=== Tarea ===
Responde a estas tres preguntas sobre el texto acerca de la conversación sobre el rol.
1. ¿Qué asunto surgió inevitablemente en la conversación con los compañeros de trabajo?
2. ¿Qué aspecto dice el amigo que tienen los participantes de las partidas?
3. ¿Qué hacen los contertulios después de que el amigo confiesa que es jugador habitual de rol?
[Documento fuente]
Un amigo mío sostenía el otro día una conversación con compañeros de trabajo. El asunto de la madrugá de Sevilla despuntó inevitablemente, e inevitablemente siguieron las suspicacias de los contertulios de mayor edad: no sabían qué era eso del rol, pero las revelaciones sesgadas que les había ido llegando a través de los noticiarios y por los cauces adulterados del boca a boca no auguraban nada bueno. Gente rara, que se reúne en lugares secretos, se disfraza, cuyos miembros se reconocen entre ellos mediante signos esotéricos, sólo aptos para iniciados al mejor estilo judeomasónico. Acorralado por fin, mi amigo suelta que es jugador habitual de rol, que, aunque parezca mentira, él no ha encontrado demasiados asesinos en sus partidas, que los participantes tienen el aspecto desilusionante de estudiantes ensombrecidos por los exámenes y el precio de las matrículas. Los contertulios bajan la voz, intentan miradas de complicidad, se excusan, tratan de contemporizar. Por último, uno de ellos espeta:-Pero, ¿es verdad o no que se meten en el cuerpo de otra persona?
[/Documento fuente]
[Sección de datos]
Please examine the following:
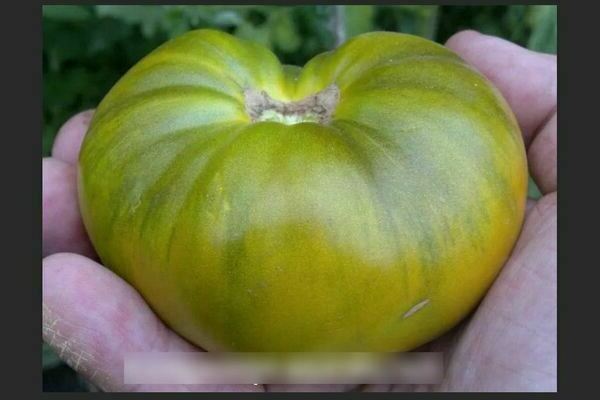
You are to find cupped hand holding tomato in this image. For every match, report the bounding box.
[44,32,556,390]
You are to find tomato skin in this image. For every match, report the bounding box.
[78,30,527,351]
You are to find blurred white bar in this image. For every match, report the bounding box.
[124,352,443,385]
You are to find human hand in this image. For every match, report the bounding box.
[43,31,557,391]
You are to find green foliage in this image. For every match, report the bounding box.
[42,5,557,390]
[42,5,556,155]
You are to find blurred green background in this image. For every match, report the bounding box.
[42,5,557,391]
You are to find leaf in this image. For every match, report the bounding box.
[527,6,557,53]
[235,21,271,48]
[345,6,375,38]
[42,5,92,22]
[268,9,302,53]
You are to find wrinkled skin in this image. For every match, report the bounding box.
[43,32,557,391]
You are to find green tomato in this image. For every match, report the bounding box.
[79,30,527,351]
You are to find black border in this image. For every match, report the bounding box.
[16,1,580,398]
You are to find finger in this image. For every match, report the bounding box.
[52,110,94,165]
[43,253,261,391]
[42,157,95,257]
[446,31,557,144]
[440,193,557,391]
[446,31,557,194]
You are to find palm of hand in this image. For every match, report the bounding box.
[43,32,557,391]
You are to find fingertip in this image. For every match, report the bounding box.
[52,109,95,165]
[42,157,95,257]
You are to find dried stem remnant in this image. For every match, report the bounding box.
[244,84,340,124]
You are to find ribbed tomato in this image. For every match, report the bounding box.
[79,30,527,351]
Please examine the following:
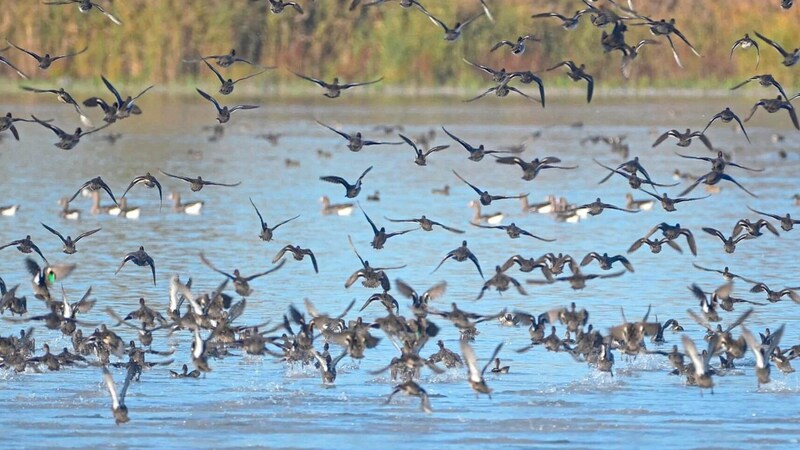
[/Sección de datos]
=== Respuesta ===
1. El asunto de la madrugá de Sevilla.
2. El aspecto desilusionante de estudiantes ensombrecidos por los exámenes y el precio de las matrículas.
3. Bajan la voz, intentan miradas de complicidad, se excusan y tratan de contemporizar.